** Your objective **
Retype all of the entries exactly as they appear.

** Dataset records **
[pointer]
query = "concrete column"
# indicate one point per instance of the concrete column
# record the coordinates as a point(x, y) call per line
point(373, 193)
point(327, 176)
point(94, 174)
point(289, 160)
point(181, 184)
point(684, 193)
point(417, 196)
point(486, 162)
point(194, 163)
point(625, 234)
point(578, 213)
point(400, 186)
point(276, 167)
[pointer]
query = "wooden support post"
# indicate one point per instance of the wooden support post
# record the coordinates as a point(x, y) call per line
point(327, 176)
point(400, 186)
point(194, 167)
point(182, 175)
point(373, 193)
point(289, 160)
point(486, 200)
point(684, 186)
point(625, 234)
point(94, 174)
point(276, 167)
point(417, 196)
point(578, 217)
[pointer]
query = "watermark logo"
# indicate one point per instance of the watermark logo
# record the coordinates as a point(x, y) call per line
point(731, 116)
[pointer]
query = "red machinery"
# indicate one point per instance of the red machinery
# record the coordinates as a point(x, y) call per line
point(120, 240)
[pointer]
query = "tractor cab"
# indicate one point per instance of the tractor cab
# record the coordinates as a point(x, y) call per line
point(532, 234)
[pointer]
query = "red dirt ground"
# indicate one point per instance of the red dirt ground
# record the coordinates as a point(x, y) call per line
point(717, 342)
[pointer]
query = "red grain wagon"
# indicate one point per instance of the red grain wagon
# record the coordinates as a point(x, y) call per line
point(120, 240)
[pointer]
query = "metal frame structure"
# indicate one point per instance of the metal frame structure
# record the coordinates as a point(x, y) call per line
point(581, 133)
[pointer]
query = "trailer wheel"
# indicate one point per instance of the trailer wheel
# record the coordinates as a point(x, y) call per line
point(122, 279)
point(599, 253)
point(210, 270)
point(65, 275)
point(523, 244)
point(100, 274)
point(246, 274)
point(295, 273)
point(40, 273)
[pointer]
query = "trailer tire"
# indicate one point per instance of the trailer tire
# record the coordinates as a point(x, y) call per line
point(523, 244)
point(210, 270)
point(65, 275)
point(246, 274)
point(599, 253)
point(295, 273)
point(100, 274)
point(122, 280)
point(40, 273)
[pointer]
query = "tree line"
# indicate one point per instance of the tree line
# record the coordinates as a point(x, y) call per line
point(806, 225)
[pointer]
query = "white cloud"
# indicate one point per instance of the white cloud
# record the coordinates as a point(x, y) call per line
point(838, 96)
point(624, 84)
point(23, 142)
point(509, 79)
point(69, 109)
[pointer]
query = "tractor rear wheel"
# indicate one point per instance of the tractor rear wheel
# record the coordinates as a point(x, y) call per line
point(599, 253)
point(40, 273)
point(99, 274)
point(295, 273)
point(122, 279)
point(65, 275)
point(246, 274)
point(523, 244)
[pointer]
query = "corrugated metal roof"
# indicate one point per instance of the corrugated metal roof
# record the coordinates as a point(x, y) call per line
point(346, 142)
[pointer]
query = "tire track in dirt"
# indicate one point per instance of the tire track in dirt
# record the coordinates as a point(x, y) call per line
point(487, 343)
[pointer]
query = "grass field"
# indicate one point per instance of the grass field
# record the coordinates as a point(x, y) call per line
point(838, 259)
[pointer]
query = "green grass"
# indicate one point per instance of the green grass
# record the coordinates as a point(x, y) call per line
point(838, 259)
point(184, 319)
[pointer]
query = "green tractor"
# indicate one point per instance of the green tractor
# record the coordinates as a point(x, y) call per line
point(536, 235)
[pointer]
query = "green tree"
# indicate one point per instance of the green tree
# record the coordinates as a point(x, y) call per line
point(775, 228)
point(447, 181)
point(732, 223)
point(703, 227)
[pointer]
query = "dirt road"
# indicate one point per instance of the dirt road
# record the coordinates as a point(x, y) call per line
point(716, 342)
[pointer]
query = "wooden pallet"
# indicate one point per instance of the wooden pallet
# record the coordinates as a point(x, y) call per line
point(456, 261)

** Task output **
[pointer]
query = "concrete column"
# indicate one point per instance of the concrete column
# record the coordinates as a point(x, y) call per line
point(373, 193)
point(327, 176)
point(94, 174)
point(289, 160)
point(181, 184)
point(684, 193)
point(417, 196)
point(486, 162)
point(194, 163)
point(625, 234)
point(578, 213)
point(400, 186)
point(276, 167)
[pointer]
query = "wooden support post"
# indicate one point per instance of the wooden support post
# record the coordinates as a point(x, y) call per line
point(327, 176)
point(400, 186)
point(194, 167)
point(182, 175)
point(373, 193)
point(289, 160)
point(486, 200)
point(684, 186)
point(625, 234)
point(94, 174)
point(276, 167)
point(417, 196)
point(578, 217)
[pointer]
query = "watermark logo"
# indicate one point per instance of the watermark logo
# record the coordinates as a point(x, y) call per line
point(731, 116)
[pointer]
query = "red machinery"
# indicate one point per instance of the red machinery
# record the coordinates as a point(x, y) call per line
point(120, 240)
[pointer]
query = "tractor cab"
# indicate one point per instance of the tractor cab
# record the coordinates as a point(x, y) call per line
point(532, 234)
[pointer]
query = "red dirt ground"
# indicate one point per instance of the red dirt ground
# record the coordinates as a point(x, y) call per line
point(717, 342)
[pointer]
query = "red grain wagon"
# indicate one point per instance of the red grain wagon
# record the coordinates as a point(x, y) call per line
point(120, 240)
[pointer]
query = "metal frame structure"
# indicate one point per instance of the metal frame structure
# record the coordinates as a point(x, y) call per line
point(581, 133)
[pointer]
query = "trailer wheel"
# indicate one point per instance of the trailer wheel
# record the coordinates as a point(x, y) call per line
point(122, 279)
point(599, 253)
point(210, 270)
point(65, 275)
point(523, 244)
point(100, 274)
point(246, 274)
point(295, 273)
point(40, 273)
[pointer]
query = "trailer tire"
# indicate one point per instance of the trailer tire
# record the coordinates as a point(x, y) call per line
point(523, 244)
point(210, 270)
point(65, 275)
point(246, 274)
point(599, 253)
point(295, 273)
point(100, 274)
point(122, 280)
point(40, 273)
[pointer]
query = "tree line"
# indicate one point per instance of the tree line
# record the coordinates as a point(x, y) call per line
point(806, 225)
[pointer]
query = "white cloud"
# indicate one point per instance of the white cloud
# record the coordinates as a point(x, y) call per line
point(838, 96)
point(624, 84)
point(23, 142)
point(509, 79)
point(69, 109)
[pointer]
query = "tractor rear wheel"
# indicate one point per instance of the tractor rear wheel
# record the coordinates as a point(x, y) call per line
point(599, 253)
point(40, 273)
point(99, 274)
point(295, 273)
point(122, 279)
point(65, 275)
point(246, 274)
point(523, 244)
[pointer]
query = "corrugated metal roof"
# indicate one point per instance of the corrugated metal roof
# record the coordinates as a point(x, y) call per line
point(346, 142)
[pointer]
query = "tire track in dirt"
# indicate one point per instance of the tire track in dirt
# record the coordinates as a point(x, y) call per line
point(487, 343)
[pointer]
query = "grass field"
# indicate one point per instance of the grass field
# record the coordinates as a point(x, y) call per line
point(838, 259)
[pointer]
query = "green grass"
# indicate one point per instance of the green grass
# record the coordinates as a point(x, y) call per line
point(838, 259)
point(184, 319)
[pointer]
query = "green tractor"
# indicate one point per instance of the green tractor
# record the coordinates as a point(x, y) call per line
point(536, 235)
[pointer]
query = "green tree"
# indicate one point per instance of the green tree
# record the coordinates as a point(x, y) call per line
point(775, 228)
point(447, 181)
point(732, 223)
point(703, 227)
[pointer]
query = "dirt road"
# indicate one point per instance of the dirt road
# record the coordinates as a point(x, y) call per line
point(716, 342)
[pointer]
query = "wooden pallet"
# indicate one point per instance of the wooden pallet
# record the coordinates as a point(x, y) call per line
point(456, 261)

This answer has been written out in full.